** start Data shown **

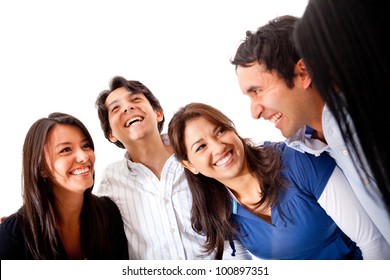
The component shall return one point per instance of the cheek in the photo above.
(92, 157)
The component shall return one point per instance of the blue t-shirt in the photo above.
(300, 227)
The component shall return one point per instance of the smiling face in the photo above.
(131, 116)
(213, 151)
(273, 100)
(70, 158)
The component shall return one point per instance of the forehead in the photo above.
(63, 133)
(117, 94)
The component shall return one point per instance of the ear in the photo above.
(112, 138)
(189, 166)
(160, 116)
(300, 69)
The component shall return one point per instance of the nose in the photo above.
(218, 147)
(81, 155)
(128, 107)
(256, 109)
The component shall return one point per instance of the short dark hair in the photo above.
(133, 87)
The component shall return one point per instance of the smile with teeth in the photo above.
(224, 160)
(134, 120)
(80, 171)
(275, 118)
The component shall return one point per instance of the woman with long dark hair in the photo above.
(60, 217)
(280, 203)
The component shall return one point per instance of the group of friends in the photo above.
(203, 191)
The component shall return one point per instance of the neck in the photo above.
(152, 153)
(68, 226)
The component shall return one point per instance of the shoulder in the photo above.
(12, 224)
(105, 202)
(12, 238)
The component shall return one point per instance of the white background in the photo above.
(58, 56)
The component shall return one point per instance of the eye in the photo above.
(65, 150)
(114, 109)
(87, 145)
(220, 132)
(200, 147)
(257, 91)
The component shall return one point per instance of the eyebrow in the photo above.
(129, 94)
(216, 127)
(67, 143)
(251, 89)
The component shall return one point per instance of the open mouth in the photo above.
(275, 118)
(133, 121)
(224, 160)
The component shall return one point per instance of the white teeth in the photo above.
(133, 120)
(80, 171)
(224, 160)
(275, 118)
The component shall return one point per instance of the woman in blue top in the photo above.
(270, 197)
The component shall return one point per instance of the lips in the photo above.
(81, 171)
(133, 120)
(275, 118)
(222, 161)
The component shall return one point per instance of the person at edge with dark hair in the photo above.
(273, 75)
(272, 198)
(343, 46)
(60, 217)
(149, 184)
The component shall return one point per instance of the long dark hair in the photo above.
(38, 210)
(344, 48)
(212, 205)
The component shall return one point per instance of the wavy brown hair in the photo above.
(39, 212)
(212, 206)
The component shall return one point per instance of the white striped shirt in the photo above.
(156, 213)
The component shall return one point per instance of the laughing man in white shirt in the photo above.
(149, 184)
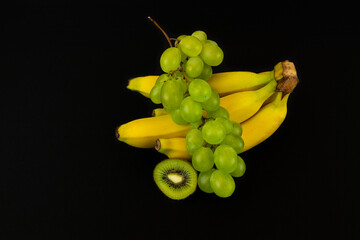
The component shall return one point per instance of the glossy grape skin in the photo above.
(194, 67)
(190, 110)
(240, 168)
(222, 183)
(200, 90)
(170, 59)
(225, 158)
(190, 46)
(203, 159)
(171, 95)
(201, 35)
(194, 140)
(212, 54)
(236, 142)
(176, 117)
(213, 103)
(213, 132)
(204, 181)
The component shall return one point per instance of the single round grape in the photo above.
(176, 117)
(194, 140)
(236, 142)
(155, 93)
(195, 124)
(171, 95)
(240, 168)
(194, 66)
(225, 158)
(226, 123)
(170, 59)
(237, 129)
(190, 110)
(204, 181)
(212, 54)
(162, 78)
(199, 90)
(213, 103)
(206, 73)
(190, 46)
(201, 35)
(203, 159)
(179, 38)
(213, 132)
(222, 183)
(220, 112)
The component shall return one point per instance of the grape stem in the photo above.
(158, 26)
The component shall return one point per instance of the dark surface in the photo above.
(64, 71)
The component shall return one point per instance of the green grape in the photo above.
(236, 142)
(179, 39)
(213, 103)
(176, 117)
(206, 73)
(171, 95)
(190, 46)
(237, 129)
(226, 123)
(199, 90)
(194, 66)
(162, 78)
(190, 110)
(225, 158)
(210, 42)
(204, 181)
(240, 168)
(203, 159)
(155, 93)
(212, 54)
(194, 140)
(195, 124)
(170, 59)
(213, 132)
(222, 183)
(201, 35)
(220, 112)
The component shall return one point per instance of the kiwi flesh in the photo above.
(176, 178)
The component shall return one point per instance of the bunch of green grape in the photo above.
(185, 94)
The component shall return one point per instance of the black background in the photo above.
(64, 70)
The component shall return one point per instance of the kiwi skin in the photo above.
(176, 178)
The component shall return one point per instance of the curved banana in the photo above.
(144, 132)
(173, 147)
(255, 130)
(264, 123)
(224, 83)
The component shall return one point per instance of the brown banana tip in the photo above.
(157, 145)
(289, 78)
(117, 135)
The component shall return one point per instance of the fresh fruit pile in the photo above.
(206, 119)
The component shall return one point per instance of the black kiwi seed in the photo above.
(176, 178)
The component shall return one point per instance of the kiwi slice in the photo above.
(176, 178)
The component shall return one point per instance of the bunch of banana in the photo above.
(256, 100)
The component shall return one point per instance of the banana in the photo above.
(144, 132)
(173, 147)
(224, 83)
(264, 123)
(255, 130)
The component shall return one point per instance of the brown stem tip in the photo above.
(289, 78)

** end Data shown **

▸ **Given problem**:
Convert everything from the line containing "flesh in the photo above." down to the end of the rows into a Markdown table with the columns No. and Line. Number each line in order and leave out any blank lines.

▸ **Exercise solution**:
| No. | Line |
|---|---|
| 1 | The component shall return one point per instance of the kiwi flesh in the photo above. |
| 2 | (176, 178) |
| 3 | The component shall return one point per instance of the bunch of green grape in the photo above. |
| 4 | (185, 94) |
| 5 | The component shall return one point per instance of the black background in the photo above. |
| 6 | (64, 70) |
| 7 | The component shall return one point per instance of the kiwi skin in the photo above. |
| 8 | (176, 178) |
| 9 | The component shall return one point per instance of the curved banana in the photo above. |
| 10 | (144, 132) |
| 11 | (173, 147) |
| 12 | (255, 130) |
| 13 | (264, 123) |
| 14 | (224, 83) |
| 15 | The component shall return one point per instance of the brown banana tip in the photo above. |
| 16 | (157, 145) |
| 17 | (289, 78) |
| 18 | (117, 135) |
| 19 | The component shall return one point per instance of the fresh fruit pile in the photo above. |
| 20 | (206, 119) |
| 21 | The component shall return one point per instance of the black kiwi seed in the photo above. |
| 22 | (176, 178) |
| 23 | The component shall return one point per instance of the kiwi slice in the photo above. |
| 24 | (176, 178) |
| 25 | The component shall return one point per instance of the bunch of banana in the photo above. |
| 26 | (256, 100) |
| 27 | The component shall return one point per instance of the banana in the photo above. |
| 28 | (144, 132) |
| 29 | (173, 147) |
| 30 | (224, 83) |
| 31 | (264, 123) |
| 32 | (255, 130) |
| 33 | The component shall return one point per instance of the brown stem tip in the photo above. |
| 34 | (289, 78) |